(Location annotation dataset excerpts)
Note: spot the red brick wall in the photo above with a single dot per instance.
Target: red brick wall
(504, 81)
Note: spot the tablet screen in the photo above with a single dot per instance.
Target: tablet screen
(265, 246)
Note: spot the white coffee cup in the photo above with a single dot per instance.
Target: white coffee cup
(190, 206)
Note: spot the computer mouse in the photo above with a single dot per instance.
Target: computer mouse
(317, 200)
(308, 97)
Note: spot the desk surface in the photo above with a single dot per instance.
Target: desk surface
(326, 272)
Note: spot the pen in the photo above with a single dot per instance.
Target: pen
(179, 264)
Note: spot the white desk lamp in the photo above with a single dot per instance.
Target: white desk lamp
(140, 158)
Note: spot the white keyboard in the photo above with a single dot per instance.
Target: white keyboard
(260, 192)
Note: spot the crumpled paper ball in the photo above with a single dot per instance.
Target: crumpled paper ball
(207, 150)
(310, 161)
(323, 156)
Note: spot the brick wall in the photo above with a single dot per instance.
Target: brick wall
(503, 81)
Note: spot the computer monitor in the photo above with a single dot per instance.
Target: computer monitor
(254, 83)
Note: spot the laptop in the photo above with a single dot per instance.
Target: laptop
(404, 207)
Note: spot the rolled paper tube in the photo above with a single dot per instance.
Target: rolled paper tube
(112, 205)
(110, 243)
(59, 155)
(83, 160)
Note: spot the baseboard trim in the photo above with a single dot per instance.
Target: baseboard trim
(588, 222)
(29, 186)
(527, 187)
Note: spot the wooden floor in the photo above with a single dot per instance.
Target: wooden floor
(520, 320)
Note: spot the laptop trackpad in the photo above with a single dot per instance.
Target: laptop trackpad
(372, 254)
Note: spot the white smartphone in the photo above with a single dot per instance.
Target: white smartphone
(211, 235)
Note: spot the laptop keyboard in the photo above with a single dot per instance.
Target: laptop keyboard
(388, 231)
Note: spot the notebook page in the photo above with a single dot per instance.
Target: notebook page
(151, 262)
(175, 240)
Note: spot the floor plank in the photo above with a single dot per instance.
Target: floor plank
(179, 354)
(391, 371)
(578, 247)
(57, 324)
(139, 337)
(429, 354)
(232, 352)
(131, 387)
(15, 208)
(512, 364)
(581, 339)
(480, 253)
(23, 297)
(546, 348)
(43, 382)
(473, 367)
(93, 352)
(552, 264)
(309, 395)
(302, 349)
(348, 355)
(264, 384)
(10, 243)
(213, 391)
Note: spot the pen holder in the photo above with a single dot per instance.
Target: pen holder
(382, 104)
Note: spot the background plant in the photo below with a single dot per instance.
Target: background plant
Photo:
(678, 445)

Work to be completed
Transcribe all of the entries without altering anything.

Finished exercise
Note: spot the red brick wall in the photo above with a single dot per instance.
Target: red brick wall
(504, 81)
Note: spot the tablet screen in the photo above with a single dot per instance.
Target: tablet screen
(265, 246)
Note: spot the white coffee cup in the photo above with a single dot per instance.
Target: white coffee cup
(190, 206)
Note: spot the computer mouse in the photo above with a single dot per instance.
Target: computer mouse
(317, 200)
(308, 97)
Note: spot the desk surface in the photo above with a single dot per instance.
Target: desk surface
(326, 272)
Note: spot the pen in the photo above with a single dot per instance.
Target: pen
(179, 264)
Note: spot the white desk lamp in the photo above with a single dot per instance.
Target: white desk lamp
(140, 158)
Note: spot the white keyboard in the photo above with a single dot per instance.
Target: white keyboard
(260, 192)
Note: spot the crumpled paper ball in the photo above with a single dot per instance.
Target: crumpled paper ball
(207, 150)
(310, 161)
(323, 156)
Note: spot the brick wall in the photo above with a single dot per instance.
Target: brick wall
(503, 81)
Note: spot the computer monitor in the photo above with a single dot per instance.
Target: computer monitor
(254, 83)
Note: spot the laptop in the photo above with a single dot per instance.
Target: laptop
(404, 207)
Note: spot the rolled paper tube in the photo above with a single dot per instance.
Target: rolled paper tube
(112, 205)
(110, 243)
(59, 155)
(83, 160)
Note: spot the baseboard trim in the photo above with a single dot per instance.
Target: baseboard trim
(588, 222)
(29, 186)
(527, 187)
Note: spot the wooden floor in the photo above with a single dot per instance.
Target: wooden floor
(520, 320)
Note: spot the laptop trackpad in the photo above with a single dot per instance.
Target: laptop trackpad
(372, 254)
Note: spot the white smartphone in the photo above with a single dot per instance.
Target: white smartphone
(211, 235)
Note: spot the laptop keyboard in the photo above with a single dot per instance.
Target: laptop keyboard
(388, 231)
Note: spot the notebook page in the photo above with a single dot per instance.
Target: notebook page
(151, 262)
(175, 240)
Note: spot the floor plank in the photo above with a single dot per instance.
Target: floor plank
(179, 354)
(391, 371)
(578, 247)
(57, 324)
(139, 337)
(429, 354)
(232, 352)
(131, 387)
(15, 208)
(512, 364)
(581, 339)
(480, 253)
(23, 297)
(546, 348)
(43, 382)
(473, 367)
(93, 352)
(552, 264)
(309, 395)
(302, 349)
(348, 355)
(264, 384)
(10, 243)
(213, 391)
Note: spot the pen holder in the photo above with a single dot per instance.
Target: pen holder
(382, 104)
Note: spot the background plant in the photo below with a single dot per instance.
Target: background plant
Photo:
(678, 445)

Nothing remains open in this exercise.